(Provided text begins)

Let's talk today about jealousy, an emotion that most people, more or less, have experienced. Some human relationships are structured in such a way that those involved have jealousy as a way of communicating or as a sign of their interest in the other.
It is worth noting the difference between jealousy and envy, because they represent completely different emotions. You may feel jealous of things you already have, they may even be considered acquired, feeling threatened by others. On the contrary, envy is a feeling for things that others have and not you, perhaps even wishing they would lose them.
Jealousy is the emotional reaction that occurs when you feel the threat of losing a meaningful relationship, possibly from a third person, and is usually associated with romantic relationships. Of course it can occur in any form of relationship such as family, friendships and even at work.
Jealousy is difficult to examine and research accurately as it is influenced by external factors such as the environment as well as the inner wounded parts of the self.

(Provided text ends)
(Record extracts begins)

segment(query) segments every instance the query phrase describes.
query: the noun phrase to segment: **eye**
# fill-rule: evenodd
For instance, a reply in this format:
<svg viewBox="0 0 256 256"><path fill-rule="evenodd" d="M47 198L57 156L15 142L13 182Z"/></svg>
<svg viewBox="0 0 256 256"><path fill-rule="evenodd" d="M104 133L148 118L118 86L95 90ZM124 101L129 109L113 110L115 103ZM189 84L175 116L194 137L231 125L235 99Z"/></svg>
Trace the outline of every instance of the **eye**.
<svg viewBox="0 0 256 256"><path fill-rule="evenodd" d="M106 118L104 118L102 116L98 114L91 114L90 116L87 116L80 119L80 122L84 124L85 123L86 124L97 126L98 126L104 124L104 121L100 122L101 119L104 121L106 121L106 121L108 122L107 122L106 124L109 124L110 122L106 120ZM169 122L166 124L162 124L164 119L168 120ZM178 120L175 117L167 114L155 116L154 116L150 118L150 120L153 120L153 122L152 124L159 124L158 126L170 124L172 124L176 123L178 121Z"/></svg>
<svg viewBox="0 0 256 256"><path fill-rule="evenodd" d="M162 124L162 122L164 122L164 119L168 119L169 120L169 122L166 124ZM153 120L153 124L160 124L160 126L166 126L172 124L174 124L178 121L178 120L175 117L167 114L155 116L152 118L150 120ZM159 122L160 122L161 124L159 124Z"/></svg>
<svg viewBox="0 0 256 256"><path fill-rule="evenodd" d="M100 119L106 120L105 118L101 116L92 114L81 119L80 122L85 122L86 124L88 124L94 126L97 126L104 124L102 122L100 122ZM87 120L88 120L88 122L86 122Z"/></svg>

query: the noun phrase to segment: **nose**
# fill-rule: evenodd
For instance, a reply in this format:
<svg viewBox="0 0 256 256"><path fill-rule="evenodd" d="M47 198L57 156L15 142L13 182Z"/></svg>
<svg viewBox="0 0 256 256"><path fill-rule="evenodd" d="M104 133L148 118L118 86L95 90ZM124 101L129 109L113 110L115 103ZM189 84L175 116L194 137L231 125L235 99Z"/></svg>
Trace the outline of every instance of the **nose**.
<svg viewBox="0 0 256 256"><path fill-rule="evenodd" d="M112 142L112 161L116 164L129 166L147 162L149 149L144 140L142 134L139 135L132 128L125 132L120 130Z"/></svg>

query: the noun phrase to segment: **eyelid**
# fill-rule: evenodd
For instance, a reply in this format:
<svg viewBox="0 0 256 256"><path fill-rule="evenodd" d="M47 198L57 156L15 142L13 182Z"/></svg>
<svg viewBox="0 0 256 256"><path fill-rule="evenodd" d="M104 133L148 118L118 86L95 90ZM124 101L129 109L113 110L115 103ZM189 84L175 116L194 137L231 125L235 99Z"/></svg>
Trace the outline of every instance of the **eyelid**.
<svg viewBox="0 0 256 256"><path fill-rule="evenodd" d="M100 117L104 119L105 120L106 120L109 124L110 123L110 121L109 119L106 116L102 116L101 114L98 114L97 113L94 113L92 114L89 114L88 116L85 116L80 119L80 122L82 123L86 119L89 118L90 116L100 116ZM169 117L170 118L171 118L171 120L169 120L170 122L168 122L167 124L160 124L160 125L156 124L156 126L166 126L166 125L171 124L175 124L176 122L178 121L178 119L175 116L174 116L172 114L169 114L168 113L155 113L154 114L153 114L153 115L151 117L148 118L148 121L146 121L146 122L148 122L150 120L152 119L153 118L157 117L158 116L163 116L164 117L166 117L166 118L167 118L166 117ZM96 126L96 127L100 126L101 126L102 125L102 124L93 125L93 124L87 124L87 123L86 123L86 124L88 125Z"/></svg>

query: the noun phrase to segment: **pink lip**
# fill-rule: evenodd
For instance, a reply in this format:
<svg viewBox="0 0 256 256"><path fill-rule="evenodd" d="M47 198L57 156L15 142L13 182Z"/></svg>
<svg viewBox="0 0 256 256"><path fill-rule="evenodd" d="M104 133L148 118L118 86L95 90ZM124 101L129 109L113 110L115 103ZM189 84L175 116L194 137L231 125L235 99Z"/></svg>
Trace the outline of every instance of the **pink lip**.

(Record extracts ends)

Your instructions — Please resume the text on jealousy from its final sentence. The records have no connection to the text on jealousy.

Expected output —
Pieces like a person's low self-esteem make them feel vulnerable, "small" even "little" and are always a minus in the equation of comparing them to someone else. The need for external confirmation, for constant attention from the other, for incessant admiration and for a selfish and possessive position in the relationship, are some of the elements that make up jealousy.
Psychotherapy is a good way to identify and face together the various issues that concern you and finding the source of your jealousy. In therapy you will find the space to release the pain you feel, to see the basic issues that concern and torture you and you will find the chain with the many links of your behavior, which controls you and it is time for you to control.